> **SOURCE TEXT**
#####

Are R&D Tax Credits Available in Rhode Island?

The state of Rhode Island provides the Research and Development (R&D) Tax Credit which allows a taxpayer to claim credits for both research and development property and qualified research expenses. Here is a summary of the credits:

Research Credit – Research and Development Property

  • The amount of the credit is equal to 10% of the cost of the research and development property.
  • Eligible properties are tangible personal property and other tangible property, including buildings and structural components of buildings, that are acquired, constructed, reconstructed, or erected for certain research and development purposes after July 1, 1994.
  • To be eligible for the credit, the property must be:
    • Depreciable under IRC §167 or recovery property with respect to which a deduction is allowable under IRC §168 (MACRS).
    • Classified as having a useful life of three or more years.
    • Acquired by purchase as defined in IRC §179(d).
    • Used principally for purposes of research and development in the experimental or laboratory sense.
    • Located in Rhode Island.
  • The credit is not allowed for tangible personal property and other tangible property, including buildings and structural components of buildings, that is leased to any other person or corporation. Any contract or agreement to lease or rent or for a license to use such property is considered a lease.
  • The credit may not reduce the tax below the amount of the minimum tax imposed on corporations.

#####

> **PROVIDED MATERIAL**
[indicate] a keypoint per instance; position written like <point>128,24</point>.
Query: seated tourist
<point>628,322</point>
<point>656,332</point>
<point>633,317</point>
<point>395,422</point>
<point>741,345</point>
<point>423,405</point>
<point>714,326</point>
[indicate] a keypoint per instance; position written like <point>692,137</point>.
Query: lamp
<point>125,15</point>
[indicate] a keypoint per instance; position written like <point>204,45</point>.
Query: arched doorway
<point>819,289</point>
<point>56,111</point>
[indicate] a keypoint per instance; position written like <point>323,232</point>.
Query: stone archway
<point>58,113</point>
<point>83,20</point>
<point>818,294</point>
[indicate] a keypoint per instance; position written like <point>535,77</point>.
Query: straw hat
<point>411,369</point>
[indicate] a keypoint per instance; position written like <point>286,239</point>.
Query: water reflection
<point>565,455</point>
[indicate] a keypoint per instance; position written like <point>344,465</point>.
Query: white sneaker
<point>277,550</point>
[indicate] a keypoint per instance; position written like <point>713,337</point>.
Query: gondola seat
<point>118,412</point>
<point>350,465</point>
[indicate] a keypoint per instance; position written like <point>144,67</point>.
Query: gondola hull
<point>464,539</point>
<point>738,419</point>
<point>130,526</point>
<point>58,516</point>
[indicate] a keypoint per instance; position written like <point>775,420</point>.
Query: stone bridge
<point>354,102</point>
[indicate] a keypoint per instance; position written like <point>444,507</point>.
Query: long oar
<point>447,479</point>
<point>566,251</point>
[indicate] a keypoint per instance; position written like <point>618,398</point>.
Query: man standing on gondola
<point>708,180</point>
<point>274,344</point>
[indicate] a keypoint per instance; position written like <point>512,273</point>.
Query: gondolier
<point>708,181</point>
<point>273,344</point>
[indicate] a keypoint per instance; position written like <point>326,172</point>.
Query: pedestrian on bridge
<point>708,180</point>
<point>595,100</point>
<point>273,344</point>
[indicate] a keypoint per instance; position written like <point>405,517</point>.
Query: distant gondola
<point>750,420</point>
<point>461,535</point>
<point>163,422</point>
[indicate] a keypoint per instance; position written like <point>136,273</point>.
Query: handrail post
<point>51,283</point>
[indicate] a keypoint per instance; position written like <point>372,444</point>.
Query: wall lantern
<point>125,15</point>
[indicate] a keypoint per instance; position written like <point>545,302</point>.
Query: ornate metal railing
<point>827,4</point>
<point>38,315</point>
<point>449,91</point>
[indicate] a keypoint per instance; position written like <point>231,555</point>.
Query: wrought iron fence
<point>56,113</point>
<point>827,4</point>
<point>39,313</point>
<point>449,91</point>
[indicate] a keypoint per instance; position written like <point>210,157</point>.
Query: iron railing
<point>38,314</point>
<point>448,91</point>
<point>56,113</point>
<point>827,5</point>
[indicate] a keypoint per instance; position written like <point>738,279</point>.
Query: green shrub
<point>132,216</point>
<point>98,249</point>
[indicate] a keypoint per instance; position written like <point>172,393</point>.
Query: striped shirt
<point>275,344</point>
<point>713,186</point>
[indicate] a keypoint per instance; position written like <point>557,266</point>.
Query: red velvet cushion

#####

> **OBJECTIVE 1**
Translate this sentence from the Rhode Island R&D tax credit text into Spanish: "The credit may not reduce the tax below the amount of the minimum tax imposed on corporations."
> **OBJECTIVE 2**
Decide whether each statement agrees with the Rhode Island R&D tax credit text. Answer yes or no and quote the deciding words.
(a) The credit equals 15% of the cost of the research and development property.
(b) Property must be located in Rhode Island to be eligible.
(c) Property leased to another corporation qualifies for the credit.
> **OBJECTIVE 3**
Extend the Rhode Island R&D tax credit text beyond its final line.

> **EXERCISE RESULT 1**
El crédito no puede reducir el impuesto por debajo del monto del impuesto mínimo que se aplica a las corporaciones.

> **EXERCISE RESULT 2**
(a) No: "The amount of the credit is equal to 10% of the cost of the research and development property."
(b) Yes: "Located in Rhode Island."
(c) No: "The credit is not allowed for tangible personal property and other tangible property, including buildings and structural components of buildings, that is leased to any other person or corporation."

> **EXERCISE RESULT 3**
  • Any unused credit may be carried forward up to 7 years.

Research Credit – Qualified Research Expenses

  • The credit is 22.5% for QREs up to $111,111 and 16.9% for the remaining QREs, which exceed the base period expenses.
  • QREs and base period expenses have the same meaning as defined in IRC Section 41, provided that such expenses were incurred after July 1, 1994.
  • The investment tax credit and the credit for research and development property must be used before the credit for qualified research expenses.
  • The credit allowed shall not reduce the tax liability by more than 50%, and in the case of corporations, to less than the minimum fixed by  RI 44-11-2(e)
  • Any unused credit may be carried forward up to 7 years.

What are the Potential Benefits of this Tax Credit?

There are several benefits to realizing the R&D tax credit. These benefits can include the following:

  • Receive up to 12-16 cents of federal and state R&D tax credits for every qualified dollar
  • Create a dollar-for-dollar reduction in your federal and state income tax liability
  • Increase earnings-per-share
  • Reduce your effective tax rate
  • Improve cash flow
  • Carry forward the credit up to 20 years
  • Perform look back studies to recognize unclaimed credits for open tax years (generally 3 or 4 years)
  • Utilize the federal R&D tax credit against payroll tax (applicable to certain startup companies)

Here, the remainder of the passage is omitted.